GIVEN TEXT:
The SEO analogy applies here. If Mirascope ranked #1 for the keyword “prompt engineering tools” and #60 for “context engineering platform,” what use would it be to average the two and report on a blended rank? No one does this in SEO because it makes no sense. 

Yet this is exactly what happens in GEO, largely because popular AI search visibility tools default to showing a single, overall brand visibility percentage in their dashboards. 

Single Visibility Percentages Create the Wrong Incentives

A single AI visibility percentage often becomes misleading (at best) or downright manipulated (at worst).

Consider what happens when a marketing team starts tracking additional prompts—aspirational topics they aren’t yet visible for but want to be. Adding those prompts, by definition, drives the overall visibility percentage down. 

On the surface, it looks like AI search visibility declined. Leadership may even comment on it or assume marketing isn’t doing their job well. But nothing bad actually happened. Visibility across ChatGPT and other LLMs is exactly the same as it was the day before. The only change is that the team is tracking more topics and being more ambitious about its GEO goals.

Here’s a concrete example. On January 13, the visibility score in Peec for this brand was 26.7%: 

Peec AI: Percentage of chats mentioning each brand = 26.7%

On January 14, we added two new prompts that were relevant to the brand but had no visibility. As a result, the visibility score dropped to 20%: 

Peec AI: Percentage of chats mentioning each brand = 20%

In reality, the brand lost no visibility. The metric only looks worse because new prompts were added.

This creates terrible incentives. It encourages marketing teams to be less ambitious. Teams are incentivized to avoid tracking new prompts because doing so makes their visibility percentage look worse. 

That’s the exact opposite of good marketing. Teams should be encouraged to identify new, high-value topics they want to rank for—not discouraged from tracking them.

How Our Visibility Tool Traqer Solves This

This is exactly why we built Traqer to be topic-based.

DATA SECTION:
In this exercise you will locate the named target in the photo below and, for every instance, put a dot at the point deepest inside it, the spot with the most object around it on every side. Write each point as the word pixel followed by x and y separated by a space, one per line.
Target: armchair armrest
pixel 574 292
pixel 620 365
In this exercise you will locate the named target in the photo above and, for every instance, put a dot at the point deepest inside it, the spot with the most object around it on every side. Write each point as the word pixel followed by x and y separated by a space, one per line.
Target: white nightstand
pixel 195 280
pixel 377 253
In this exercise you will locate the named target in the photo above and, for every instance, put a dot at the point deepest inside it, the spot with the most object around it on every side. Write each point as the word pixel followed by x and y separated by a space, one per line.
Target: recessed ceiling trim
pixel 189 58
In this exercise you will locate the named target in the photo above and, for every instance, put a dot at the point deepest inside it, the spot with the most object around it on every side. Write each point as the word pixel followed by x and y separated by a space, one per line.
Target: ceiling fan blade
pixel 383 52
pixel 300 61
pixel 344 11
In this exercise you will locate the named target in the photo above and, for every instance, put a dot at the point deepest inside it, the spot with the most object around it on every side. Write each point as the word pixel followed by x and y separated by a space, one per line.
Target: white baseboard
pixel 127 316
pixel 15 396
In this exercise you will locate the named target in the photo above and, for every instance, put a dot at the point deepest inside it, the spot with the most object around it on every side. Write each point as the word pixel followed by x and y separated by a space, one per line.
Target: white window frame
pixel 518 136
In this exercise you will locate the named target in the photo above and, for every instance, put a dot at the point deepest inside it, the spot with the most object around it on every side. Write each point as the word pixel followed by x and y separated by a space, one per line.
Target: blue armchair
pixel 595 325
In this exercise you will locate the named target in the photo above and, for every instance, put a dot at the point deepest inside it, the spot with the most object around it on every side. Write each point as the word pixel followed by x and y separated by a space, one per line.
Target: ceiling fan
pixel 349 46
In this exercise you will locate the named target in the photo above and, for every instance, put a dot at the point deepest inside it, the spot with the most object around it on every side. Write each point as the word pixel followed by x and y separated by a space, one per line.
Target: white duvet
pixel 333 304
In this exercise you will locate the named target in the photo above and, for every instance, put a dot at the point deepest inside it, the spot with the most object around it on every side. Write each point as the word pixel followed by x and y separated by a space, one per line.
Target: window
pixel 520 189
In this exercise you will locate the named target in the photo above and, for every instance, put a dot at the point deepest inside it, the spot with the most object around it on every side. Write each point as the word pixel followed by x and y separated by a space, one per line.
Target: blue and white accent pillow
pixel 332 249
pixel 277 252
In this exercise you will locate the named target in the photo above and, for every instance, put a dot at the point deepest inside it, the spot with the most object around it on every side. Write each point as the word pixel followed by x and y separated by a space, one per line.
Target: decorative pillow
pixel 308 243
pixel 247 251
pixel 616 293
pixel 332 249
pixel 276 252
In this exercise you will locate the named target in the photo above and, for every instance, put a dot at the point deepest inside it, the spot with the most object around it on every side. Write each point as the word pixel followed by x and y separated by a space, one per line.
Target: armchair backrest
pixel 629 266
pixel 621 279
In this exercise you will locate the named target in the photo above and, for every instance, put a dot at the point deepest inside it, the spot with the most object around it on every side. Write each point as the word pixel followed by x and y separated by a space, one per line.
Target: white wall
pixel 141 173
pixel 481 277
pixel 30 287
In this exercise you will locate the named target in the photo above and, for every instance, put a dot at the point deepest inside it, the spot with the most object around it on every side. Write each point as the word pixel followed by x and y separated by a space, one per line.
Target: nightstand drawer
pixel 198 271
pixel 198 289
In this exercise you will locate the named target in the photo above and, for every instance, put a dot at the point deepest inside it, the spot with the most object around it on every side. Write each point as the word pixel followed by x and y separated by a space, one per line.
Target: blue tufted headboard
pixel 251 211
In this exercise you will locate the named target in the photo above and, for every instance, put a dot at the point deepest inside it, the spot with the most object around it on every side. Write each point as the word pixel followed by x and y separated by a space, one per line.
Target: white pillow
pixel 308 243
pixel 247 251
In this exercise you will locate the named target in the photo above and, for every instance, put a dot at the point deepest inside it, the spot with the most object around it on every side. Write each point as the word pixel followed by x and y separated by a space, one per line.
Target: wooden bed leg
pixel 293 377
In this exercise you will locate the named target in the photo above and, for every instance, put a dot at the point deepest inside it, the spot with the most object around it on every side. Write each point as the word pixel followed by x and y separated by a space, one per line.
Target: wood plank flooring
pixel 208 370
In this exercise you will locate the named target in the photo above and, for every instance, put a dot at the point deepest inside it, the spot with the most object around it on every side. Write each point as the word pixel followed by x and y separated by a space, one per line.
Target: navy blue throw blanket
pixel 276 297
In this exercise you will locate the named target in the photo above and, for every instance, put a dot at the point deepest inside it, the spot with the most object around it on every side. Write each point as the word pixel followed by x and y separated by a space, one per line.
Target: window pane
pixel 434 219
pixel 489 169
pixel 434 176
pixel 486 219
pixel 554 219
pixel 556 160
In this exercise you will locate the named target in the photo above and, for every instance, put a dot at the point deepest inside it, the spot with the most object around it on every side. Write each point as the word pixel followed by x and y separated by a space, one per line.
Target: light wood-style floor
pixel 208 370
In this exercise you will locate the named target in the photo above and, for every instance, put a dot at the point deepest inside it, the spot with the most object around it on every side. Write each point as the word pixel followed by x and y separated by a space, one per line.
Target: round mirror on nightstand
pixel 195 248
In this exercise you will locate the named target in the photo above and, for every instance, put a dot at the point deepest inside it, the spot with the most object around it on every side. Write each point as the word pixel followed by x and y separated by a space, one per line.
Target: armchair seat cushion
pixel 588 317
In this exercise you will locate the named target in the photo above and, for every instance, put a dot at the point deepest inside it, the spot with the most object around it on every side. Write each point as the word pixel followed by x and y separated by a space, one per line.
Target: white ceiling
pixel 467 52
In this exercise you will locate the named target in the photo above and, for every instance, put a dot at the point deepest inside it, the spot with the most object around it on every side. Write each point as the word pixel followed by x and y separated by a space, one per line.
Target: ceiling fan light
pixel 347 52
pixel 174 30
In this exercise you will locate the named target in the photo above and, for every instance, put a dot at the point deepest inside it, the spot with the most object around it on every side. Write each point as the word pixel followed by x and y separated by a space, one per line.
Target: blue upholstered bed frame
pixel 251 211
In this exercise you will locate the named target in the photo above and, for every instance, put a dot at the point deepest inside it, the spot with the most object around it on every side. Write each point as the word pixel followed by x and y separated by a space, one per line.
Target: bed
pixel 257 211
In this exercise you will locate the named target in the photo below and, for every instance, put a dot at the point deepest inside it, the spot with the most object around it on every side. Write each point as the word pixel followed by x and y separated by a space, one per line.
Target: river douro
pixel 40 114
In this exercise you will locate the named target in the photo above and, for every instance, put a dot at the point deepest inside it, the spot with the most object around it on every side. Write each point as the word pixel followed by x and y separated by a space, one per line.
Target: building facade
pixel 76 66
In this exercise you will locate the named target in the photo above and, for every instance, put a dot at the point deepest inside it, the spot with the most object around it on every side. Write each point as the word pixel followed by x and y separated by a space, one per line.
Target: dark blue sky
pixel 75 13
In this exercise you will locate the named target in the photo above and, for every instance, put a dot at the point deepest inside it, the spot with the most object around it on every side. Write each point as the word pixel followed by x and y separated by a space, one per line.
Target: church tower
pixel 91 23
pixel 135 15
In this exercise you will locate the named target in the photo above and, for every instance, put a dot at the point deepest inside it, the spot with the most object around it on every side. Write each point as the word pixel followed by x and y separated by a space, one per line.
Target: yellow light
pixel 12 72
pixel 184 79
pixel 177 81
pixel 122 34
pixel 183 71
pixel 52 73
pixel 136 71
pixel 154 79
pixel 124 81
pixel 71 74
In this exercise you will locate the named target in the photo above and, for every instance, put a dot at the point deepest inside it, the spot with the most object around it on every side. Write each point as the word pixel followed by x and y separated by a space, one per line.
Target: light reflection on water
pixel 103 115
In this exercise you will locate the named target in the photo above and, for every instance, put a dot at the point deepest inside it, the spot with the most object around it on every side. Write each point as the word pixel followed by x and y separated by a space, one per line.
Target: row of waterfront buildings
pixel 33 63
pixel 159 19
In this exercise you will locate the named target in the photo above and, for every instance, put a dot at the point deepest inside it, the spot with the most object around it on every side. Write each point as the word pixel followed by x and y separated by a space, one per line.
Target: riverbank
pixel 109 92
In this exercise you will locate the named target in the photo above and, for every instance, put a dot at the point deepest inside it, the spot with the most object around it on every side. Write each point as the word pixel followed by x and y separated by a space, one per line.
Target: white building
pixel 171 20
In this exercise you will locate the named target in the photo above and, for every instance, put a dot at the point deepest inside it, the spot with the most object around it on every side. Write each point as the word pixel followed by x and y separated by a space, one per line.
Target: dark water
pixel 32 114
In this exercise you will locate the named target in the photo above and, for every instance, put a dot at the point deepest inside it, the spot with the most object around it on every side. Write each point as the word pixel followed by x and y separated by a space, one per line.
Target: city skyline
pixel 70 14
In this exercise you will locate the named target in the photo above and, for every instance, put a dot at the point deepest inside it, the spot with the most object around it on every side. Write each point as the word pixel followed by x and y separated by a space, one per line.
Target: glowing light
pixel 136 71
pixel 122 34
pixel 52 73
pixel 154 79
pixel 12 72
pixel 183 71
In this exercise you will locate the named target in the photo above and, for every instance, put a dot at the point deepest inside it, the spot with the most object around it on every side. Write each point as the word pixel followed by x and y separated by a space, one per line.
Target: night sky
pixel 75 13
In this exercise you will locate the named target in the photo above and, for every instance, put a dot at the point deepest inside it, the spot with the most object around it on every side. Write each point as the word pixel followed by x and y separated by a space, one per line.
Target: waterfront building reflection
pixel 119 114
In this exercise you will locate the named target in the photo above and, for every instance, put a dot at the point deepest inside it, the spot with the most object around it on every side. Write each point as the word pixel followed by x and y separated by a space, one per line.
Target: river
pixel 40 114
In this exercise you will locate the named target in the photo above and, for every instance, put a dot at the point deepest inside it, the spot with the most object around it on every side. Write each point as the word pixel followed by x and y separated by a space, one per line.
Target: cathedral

EXERCISE OBJECTIVE: Please repeat everything from "Peec AI: Percentage of chats mentioning each brand = 26.7%" down to "percentage look worse." in the text on AI search visibility, word for word.

EXERCISE OUTPUT:
Peec AI: Percentage of chats mentioning each brand = 26.7%

On January 14, we added two new prompts that were relevant to the brand but had no visibility. As a result, the visibility score dropped to 20%: 

Peec AI: Percentage of chats mentioning each brand = 20%

In reality, the brand lost no visibility. The metric only looks worse because new prompts were added.

This creates terrible incentives. It encourages marketing teams to be less ambitious. Teams are incentivized to avoid tracking new prompts because doing so makes their visibility percentage look worse.